- _TEXTE PROPOSÉ_
Business.
« Cette guerre sera longue », a annoncé
le président de la planète. Mauvaise nouvelle pour les
civils qui meurent et mourront, bonne nouvelle pour les fabricants d'armes.
Peu importe que les guerres soient efficaces. Ce qui importe est qu'elles
soient lucratives. Depuis le 11 septembre, les actions de General Dynamics,
Lockheed, Northrop Grumman, Raytheon et autres entreprises de l'industrie
de guerre ont grimpé en ligne droite à Wall Street. La
bourse les aime.
Comme cela s'est déjà produit durant les bombardements
d'Irak et de Yougoslavie, la télévision montre rarement
les victimes : elle est occupée à exhiber le défilé
des nouveaux modèles d'armes. A l'ère du marché,
la guerre n'est pas une tragédie, mais une foire internationale.
Les fabricants d'armes ont besoin des guerres, comme les fabricants
de manteau ont besoin des hivers.
Hollywood.
La réalité imite le cinéma : tout explose,
les enfants reçoivent les missiles du film Altantis dans la jolie
petite boîte repas de McDonald's, et il est chaque fois plus difficile
de faire la différence entre le sang et le ketchup
Le Pentagone a aujourd'hui chargé quelques scénaristes
de cinéma et experts en effets spéciaux, d'aider à
deviner les nouveaux objectifs terroristes et d'imaginer la manière
de s'en protéger. Selon la revue Variety, l'un d'eux est le scénariste
de Dur à tuer.
Vestiaire.

- _DONNÉES FOURNIES_
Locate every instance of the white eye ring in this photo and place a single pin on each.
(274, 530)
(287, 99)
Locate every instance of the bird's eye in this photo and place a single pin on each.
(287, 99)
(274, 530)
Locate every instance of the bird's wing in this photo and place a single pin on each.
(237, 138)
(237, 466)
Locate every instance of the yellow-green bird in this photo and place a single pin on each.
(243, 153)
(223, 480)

---

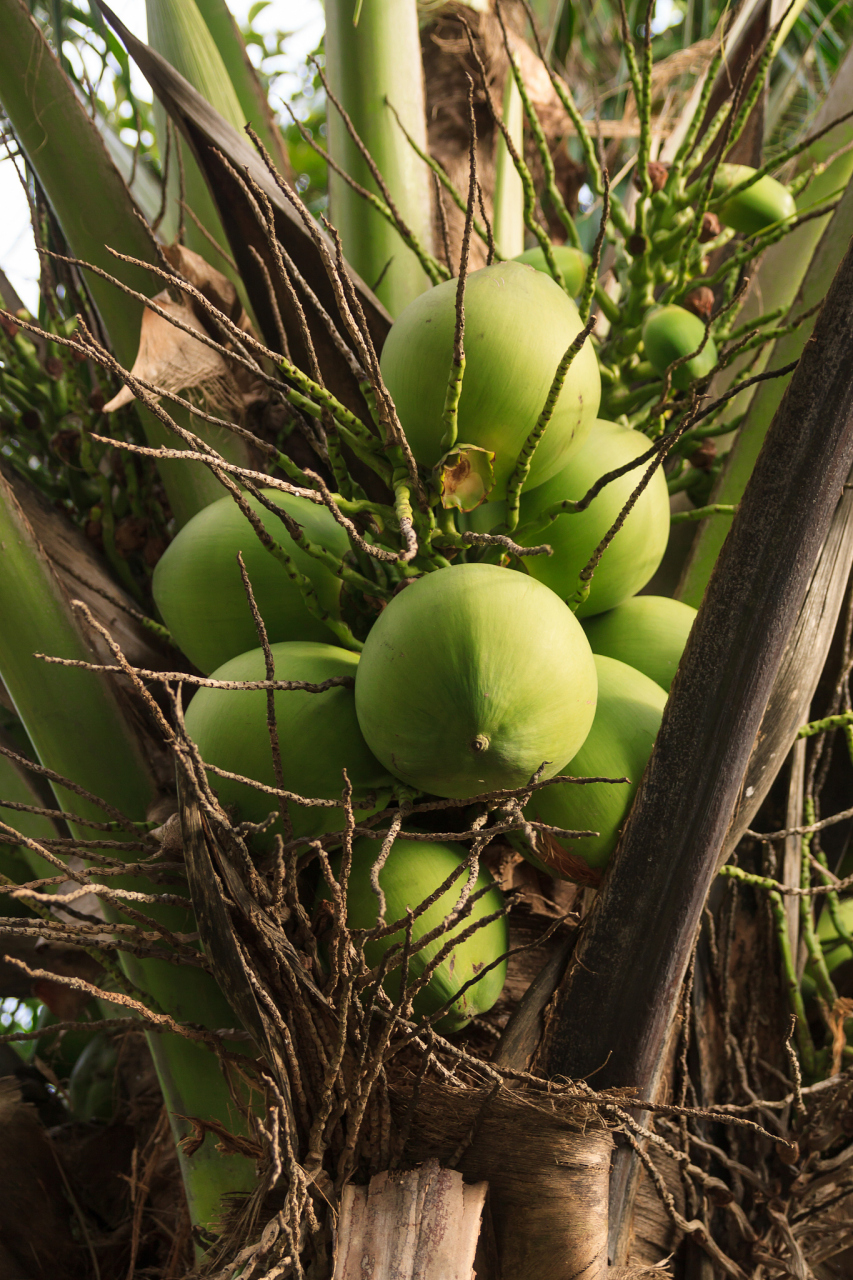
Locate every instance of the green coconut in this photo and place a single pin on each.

- _TRAVAIL DEMANDÉ_
A. Reproduisez fidèlement le passage du texte proposé qui va de « Comme cela s'est » à « une foire internationale. ».
B. Dressez la liste de toutes les entreprises de l'industrie de guerre que le texte proposé cite par leur nom.

- _RÉPONSES AUX EXERCICES_
A.
Comme cela s'est déjà produit durant les bombardements
d'Irak et de Yougoslavie, la télévision montre rarement
les victimes : elle est occupée à exhiber le défilé
des nouveaux modèles d'armes. A l'ère du marché,
la guerre n'est pas une tragédie, mais une foire internationale.

B. General Dynamics, Lockheed, Northrop Grumman, Raytheon